The exercise: Output the material below in its entirety, exactly as given.

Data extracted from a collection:
◆ ◆ ◆ ◆ ◆ ◆ ◆
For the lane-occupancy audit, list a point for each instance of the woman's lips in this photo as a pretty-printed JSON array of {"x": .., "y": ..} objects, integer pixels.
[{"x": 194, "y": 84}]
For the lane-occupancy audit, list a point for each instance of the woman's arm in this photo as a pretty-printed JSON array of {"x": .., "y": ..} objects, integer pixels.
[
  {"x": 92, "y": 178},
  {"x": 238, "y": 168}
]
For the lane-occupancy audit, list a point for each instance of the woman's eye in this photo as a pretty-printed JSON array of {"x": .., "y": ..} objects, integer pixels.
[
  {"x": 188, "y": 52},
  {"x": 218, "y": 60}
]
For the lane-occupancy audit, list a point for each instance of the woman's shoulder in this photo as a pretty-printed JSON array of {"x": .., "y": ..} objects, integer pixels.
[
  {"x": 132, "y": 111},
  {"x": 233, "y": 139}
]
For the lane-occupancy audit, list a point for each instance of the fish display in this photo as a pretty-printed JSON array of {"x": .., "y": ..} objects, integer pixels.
◆ ◆ ◆ ◆ ◆ ◆ ◆
Correct answer:
For the lane-occupancy audit, list a point for each instance of the woman's lips in this photo as a pretty-printed JSON array of {"x": .., "y": ..} objects, integer pixels.
[{"x": 194, "y": 84}]
For the lane-occupancy audit, list a point for each instance of the woman's arm in this photo as a pretty-printed JSON array of {"x": .., "y": ..} objects, integer pixels.
[
  {"x": 92, "y": 178},
  {"x": 238, "y": 168}
]
For the lane-occupancy audit, list a point for each instance of the woman's eye in this photo as a pretty-printed JSON array of {"x": .., "y": ..} objects, integer pixels.
[
  {"x": 188, "y": 52},
  {"x": 218, "y": 60}
]
For the lane-occupancy audit, list a point for each instance of the woman's shoulder in this photo as a pretty-printed JSON array of {"x": .., "y": ..} objects, integer pixels.
[
  {"x": 132, "y": 111},
  {"x": 233, "y": 139}
]
For the lane-occupancy audit, list a point for each instance of the fish display in this photo as a pretty-printed JSON array of {"x": .., "y": ..} objects, integer pixels.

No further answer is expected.